The problem:
Express every line of the rows below as a JSON list of strings, with one string per line and blank lines omitted.

Records for the exercise:

........

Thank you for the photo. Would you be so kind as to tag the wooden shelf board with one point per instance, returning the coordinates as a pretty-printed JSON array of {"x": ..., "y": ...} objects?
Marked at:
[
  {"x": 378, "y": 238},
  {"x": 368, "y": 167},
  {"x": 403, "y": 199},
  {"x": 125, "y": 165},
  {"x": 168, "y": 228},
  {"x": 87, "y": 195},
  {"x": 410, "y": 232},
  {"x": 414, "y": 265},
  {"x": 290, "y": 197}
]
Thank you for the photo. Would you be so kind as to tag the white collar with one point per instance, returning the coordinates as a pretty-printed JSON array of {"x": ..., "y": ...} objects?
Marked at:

........

Response to this exercise:
[
  "Thank you for the photo. Would you be so kind as to tag the wooden shelf board with one point per instance, returning the coordinates as a pretty-printed JSON array of {\"x\": ..., \"y\": ...} objects?",
  "Marked at:",
  "[",
  "  {\"x\": 378, \"y\": 238},",
  "  {\"x\": 368, \"y\": 167},",
  "  {\"x\": 403, \"y\": 199},",
  "  {\"x\": 125, \"y\": 165},",
  "  {\"x\": 168, \"y\": 228},",
  "  {\"x\": 87, \"y\": 195},",
  "  {\"x\": 410, \"y\": 232},",
  "  {\"x\": 414, \"y\": 265},",
  "  {\"x\": 290, \"y\": 197}",
  "]",
  "Thank you for the photo. Would you be so kind as to tag the white collar with one point per instance, returning the coordinates as a pretty-printed JSON array of {\"x\": ..., \"y\": ...} objects?",
  "Marked at:"
]